Start of Recorded information

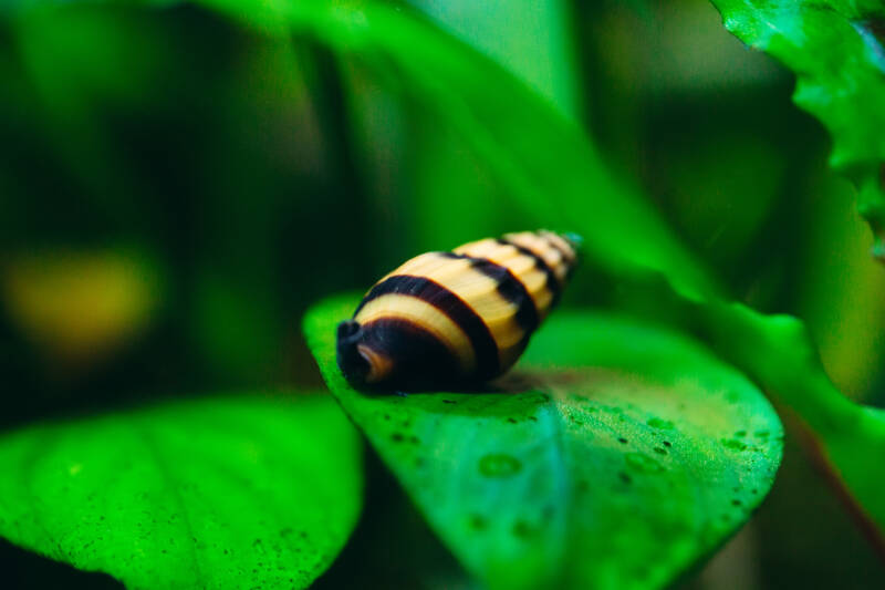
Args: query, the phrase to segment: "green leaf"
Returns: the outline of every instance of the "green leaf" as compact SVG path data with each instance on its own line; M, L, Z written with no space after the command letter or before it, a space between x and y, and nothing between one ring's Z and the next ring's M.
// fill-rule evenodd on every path
M175 402L0 437L0 535L128 588L304 588L362 497L329 396Z
M58 2L30 0L24 7ZM576 122L415 11L356 0L202 4L266 34L315 35L339 55L366 65L388 90L456 130L486 161L511 203L529 211L539 227L582 234L587 260L618 276L664 275L691 299L717 291L655 209L608 173Z
M821 366L805 325L747 307L694 307L699 331L808 428L809 448L830 484L885 558L885 411L846 398Z
M831 164L854 180L885 257L885 3L712 0L726 28L793 70L795 103L833 136Z
M352 390L321 303L305 332L353 421L465 567L493 588L658 588L712 551L769 490L777 415L685 337L558 313L500 390Z

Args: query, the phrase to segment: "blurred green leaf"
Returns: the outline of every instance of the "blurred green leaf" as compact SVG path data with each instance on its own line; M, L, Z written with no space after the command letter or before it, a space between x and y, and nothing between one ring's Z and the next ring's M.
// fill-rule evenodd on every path
M352 390L327 300L305 332L326 382L462 563L492 588L658 588L770 488L782 431L693 341L610 314L554 315L502 389Z
M409 3L512 71L565 115L580 114L573 14L568 0L520 6L508 0Z
M0 535L128 588L304 588L362 503L329 396L207 398L0 437Z
M798 414L810 431L808 451L885 557L885 411L856 404L832 384L800 320L762 315L738 303L695 311L712 348Z
M795 103L833 136L830 162L860 190L885 257L885 4L881 0L712 0L726 28L796 74Z

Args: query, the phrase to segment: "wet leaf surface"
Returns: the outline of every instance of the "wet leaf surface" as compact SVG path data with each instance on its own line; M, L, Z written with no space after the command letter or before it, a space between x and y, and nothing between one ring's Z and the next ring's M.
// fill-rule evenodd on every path
M330 387L430 526L494 588L657 588L737 530L770 488L782 429L738 372L683 335L555 313L509 376L405 397L351 389L335 324L305 320Z

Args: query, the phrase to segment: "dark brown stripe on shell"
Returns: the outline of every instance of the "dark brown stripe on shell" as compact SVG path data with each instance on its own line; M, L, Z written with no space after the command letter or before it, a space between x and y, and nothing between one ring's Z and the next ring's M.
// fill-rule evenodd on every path
M556 302L560 300L560 293L562 292L562 284L560 283L556 273L553 272L553 269L550 268L546 261L539 255L537 255L534 251L530 250L529 248L520 246L519 244L513 244L508 239L498 238L498 244L500 244L501 246L512 246L513 248L519 250L519 253L528 256L534 260L534 266L538 267L541 271L543 271L544 275L546 275L546 288L550 290L550 294L553 296L553 300L550 302L550 307L552 308L553 306L555 306Z
M482 321L482 318L460 297L425 277L413 275L388 277L372 288L360 303L360 307L356 308L354 317L373 299L391 293L420 299L448 315L451 321L464 330L473 348L476 374L482 377L498 373L500 368L498 344L494 342L494 338L491 335L486 322Z
M362 325L363 344L393 359L389 379L377 386L438 389L464 377L455 353L430 331L402 318L378 318Z
M440 252L447 258L464 258L470 260L470 265L478 271L498 284L498 294L507 301L517 306L517 323L525 332L523 340L528 341L538 324L541 323L540 311L534 307L534 300L522 281L519 280L510 269L492 262L488 258L477 258L455 252Z

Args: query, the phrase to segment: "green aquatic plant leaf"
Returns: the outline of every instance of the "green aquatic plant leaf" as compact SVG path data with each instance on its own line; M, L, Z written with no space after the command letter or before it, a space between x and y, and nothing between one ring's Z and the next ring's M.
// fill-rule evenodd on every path
M796 74L795 103L833 137L831 164L858 189L885 259L885 3L712 0L726 28Z
M0 436L0 536L132 589L305 588L362 504L327 395L215 397Z
M768 493L781 424L740 373L684 335L556 313L488 391L353 390L335 325L308 313L323 375L465 567L492 588L659 588Z
M13 6L64 11L90 3L30 0ZM511 206L529 213L539 227L582 234L585 257L595 265L618 276L663 275L693 299L717 291L715 280L641 193L610 174L575 121L417 11L356 0L201 3L264 34L312 35L341 59L365 66L386 90L455 130L488 166Z

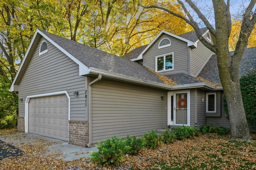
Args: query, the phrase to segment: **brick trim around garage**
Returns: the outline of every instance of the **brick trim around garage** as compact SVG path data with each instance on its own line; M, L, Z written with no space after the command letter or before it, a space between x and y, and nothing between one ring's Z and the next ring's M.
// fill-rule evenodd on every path
M88 142L88 121L69 121L69 143L85 147Z
M25 119L24 117L18 117L18 132L25 132Z

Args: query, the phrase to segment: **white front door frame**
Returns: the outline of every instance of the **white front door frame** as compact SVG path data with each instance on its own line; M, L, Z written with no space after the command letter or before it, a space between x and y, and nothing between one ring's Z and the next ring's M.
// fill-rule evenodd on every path
M176 106L176 94L178 94L180 93L186 93L187 94L188 98L187 101L187 124L185 125L181 125L176 123L176 110L175 109ZM173 96L173 101L172 101L171 97L172 96ZM175 92L168 92L168 116L167 116L167 123L168 125L175 125L175 126L190 126L190 90L182 90ZM171 104L172 103L173 104L173 108L172 108ZM173 121L171 120L171 111L172 109L173 111Z

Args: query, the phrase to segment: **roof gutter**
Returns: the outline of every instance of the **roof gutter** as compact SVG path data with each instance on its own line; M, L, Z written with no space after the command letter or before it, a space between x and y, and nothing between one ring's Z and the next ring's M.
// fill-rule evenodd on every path
M166 84L158 83L155 82L150 82L148 80L142 80L140 78L136 78L133 77L129 77L127 76L121 75L120 74L110 72L107 71L103 70L94 68L91 67L89 68L90 72L92 74L100 74L104 75L104 76L116 79L119 79L126 81L130 82L137 84L145 84L150 86L157 88L164 89L166 90L175 90L184 89L184 88L198 88L200 87L208 87L210 89L212 90L223 90L222 87L215 87L204 82L194 83L190 84L185 84L184 85L176 85L171 86Z
M92 145L92 85L101 80L102 74L99 74L98 77L88 84L88 93L89 94L89 109L88 109L88 142L87 147Z

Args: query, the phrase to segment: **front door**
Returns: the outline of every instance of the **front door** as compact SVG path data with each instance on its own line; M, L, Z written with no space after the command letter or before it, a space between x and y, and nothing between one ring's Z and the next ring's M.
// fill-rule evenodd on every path
M189 91L174 93L174 125L190 126L189 94Z

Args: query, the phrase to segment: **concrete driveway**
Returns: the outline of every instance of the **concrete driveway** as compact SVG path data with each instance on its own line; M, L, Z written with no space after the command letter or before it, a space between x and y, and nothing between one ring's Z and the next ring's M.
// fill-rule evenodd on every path
M90 148L82 147L68 144L67 142L50 138L31 133L20 133L8 135L0 136L0 140L14 146L18 147L22 145L28 145L40 139L43 139L51 143L49 145L46 155L58 153L61 156L57 158L63 158L64 160L71 160L83 157L90 157L92 151L98 150L96 147Z

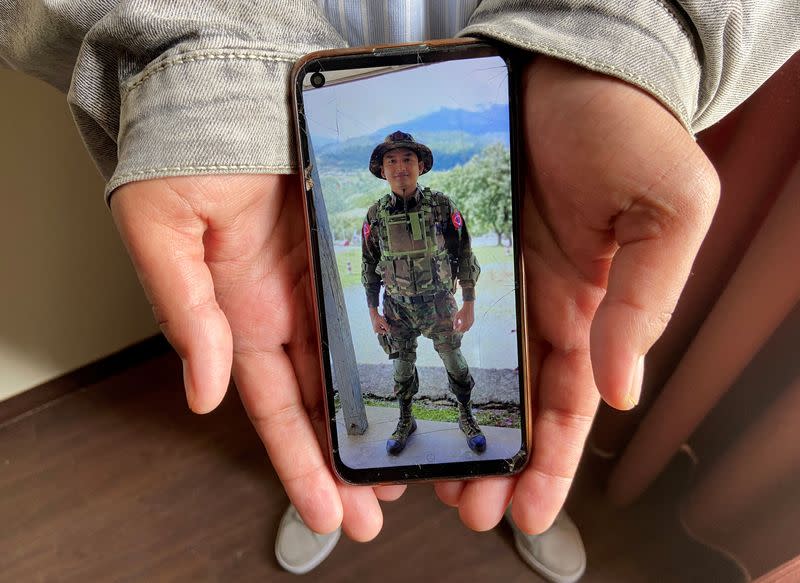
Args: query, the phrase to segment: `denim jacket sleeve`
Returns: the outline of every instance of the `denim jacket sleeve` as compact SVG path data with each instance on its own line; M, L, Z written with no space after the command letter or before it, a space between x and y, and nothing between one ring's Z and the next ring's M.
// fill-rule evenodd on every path
M291 172L292 64L341 46L313 0L0 4L0 63L67 91L106 195L160 176Z
M624 79L695 132L798 50L798 12L797 0L483 0L461 34ZM108 195L145 178L294 170L289 71L345 46L336 25L314 0L3 0L0 63L68 91Z

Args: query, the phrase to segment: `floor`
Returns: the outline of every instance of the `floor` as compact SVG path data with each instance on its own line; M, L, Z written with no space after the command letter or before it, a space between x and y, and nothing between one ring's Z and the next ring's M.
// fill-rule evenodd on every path
M286 498L235 394L186 409L171 354L0 424L0 581L293 581L272 554ZM584 461L567 507L583 533L585 582L739 581L675 517L687 468L617 510L607 462ZM384 505L368 544L343 539L305 578L391 583L539 581L501 524L464 528L430 486Z
M369 427L363 435L348 436L341 411L337 416L339 452L342 461L351 468L510 459L522 445L519 429L481 426L486 436L486 451L478 454L467 446L458 423L417 419L417 430L409 437L403 452L388 455L386 440L397 426L399 409L394 406L366 407L366 410Z

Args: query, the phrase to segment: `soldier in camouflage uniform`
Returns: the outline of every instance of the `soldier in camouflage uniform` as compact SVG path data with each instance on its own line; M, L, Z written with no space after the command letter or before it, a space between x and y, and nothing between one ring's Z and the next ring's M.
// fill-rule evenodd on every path
M391 187L367 211L363 227L361 280L378 340L394 363L394 393L400 420L386 442L399 454L417 422L412 397L419 390L417 338L433 341L447 369L450 390L458 401L459 427L467 445L486 449L486 437L472 416L475 381L461 353L461 337L475 321L475 283L480 267L472 254L467 225L452 201L417 178L433 166L430 148L404 132L386 137L372 152L369 169ZM453 296L461 285L463 307ZM378 295L383 293L383 316Z

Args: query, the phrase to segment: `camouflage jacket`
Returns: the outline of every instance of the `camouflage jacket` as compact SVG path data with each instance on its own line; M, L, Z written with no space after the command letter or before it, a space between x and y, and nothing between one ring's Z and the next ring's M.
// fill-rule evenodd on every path
M382 286L389 295L453 292L475 299L480 266L464 217L441 192L417 188L407 200L387 194L367 211L362 228L361 281L370 307Z

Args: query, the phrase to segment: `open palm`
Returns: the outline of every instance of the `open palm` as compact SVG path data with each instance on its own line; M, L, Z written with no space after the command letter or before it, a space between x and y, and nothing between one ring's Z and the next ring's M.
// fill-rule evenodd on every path
M286 492L319 532L380 530L377 497L401 487L336 482L310 314L305 216L296 176L197 176L127 184L117 226L161 328L184 362L189 406L214 409L232 372ZM376 497L377 495L377 497Z
M602 396L630 409L708 230L716 173L659 102L546 58L524 73L522 245L535 339L533 455L513 479L437 486L484 530L513 497L545 530L564 502Z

End of Recorded information

## Challenge
Starting with the first line of the rows and going on through the line with "M330 387L430 526L494", write those lines out again with "outline" switched to "contour" and everything else unchanged. Leave the pictures out.

## Written solution
Args: query, the phrase to segment: "green leaf"
Returns: the contour of every instance of the "green leaf" as compact SVG path data with each instance on its own line; M, L, Z written with no space after the command letter or before it, a space between x and y, and nothing between one ring's Z and the next ring's M.
// fill-rule evenodd on every path
M175 402L0 437L0 535L128 588L304 588L362 497L329 396Z
M58 2L30 0L24 7ZM576 122L415 11L356 0L202 4L266 34L315 35L339 55L366 65L388 90L456 130L486 161L511 203L529 211L539 227L582 234L587 260L618 276L664 275L691 299L717 291L655 209L608 173Z
M821 366L805 325L747 307L694 307L699 331L808 428L809 448L830 484L885 558L885 411L846 398Z
M831 164L854 180L885 257L885 3L712 0L726 28L793 70L795 103L833 136Z
M352 390L321 303L305 332L353 421L465 567L493 588L658 588L712 551L769 490L777 415L685 337L558 313L500 390Z

Args: query, the phrase to segment: "blurred green leaf"
Returns: the contour of every instance of the "blurred green leaf" as compact SVG path data with each instance on its own line; M, L, Z written with no space after the command letter or before it, a space between x and y, and nothing between one ring's Z and the next ring's M.
// fill-rule evenodd on every path
M352 390L327 300L305 332L326 382L462 563L492 588L658 588L770 488L782 431L693 341L610 314L554 315L502 389Z
M409 3L512 71L565 115L580 114L573 14L568 0L520 6L508 0Z
M0 535L128 588L304 588L362 503L329 396L207 398L0 437Z
M798 414L810 431L808 451L885 557L885 411L856 404L832 384L800 320L762 315L738 303L695 311L712 348Z
M795 103L833 136L830 162L860 190L885 257L885 4L881 0L712 0L726 28L796 74Z

Args: query, the phrase to segment: "wet leaf surface"
Returns: the contour of every instance of the "wet leaf surface" as compact SVG path data with each instance on its own line; M, L, Z written with no space after the command letter or before it, a space between x and y, and nothing between one ring's Z and the next ring's M.
// fill-rule evenodd on every path
M330 387L430 526L494 588L657 588L737 530L770 488L782 429L738 372L683 335L555 313L509 376L405 397L351 389L335 324L305 320Z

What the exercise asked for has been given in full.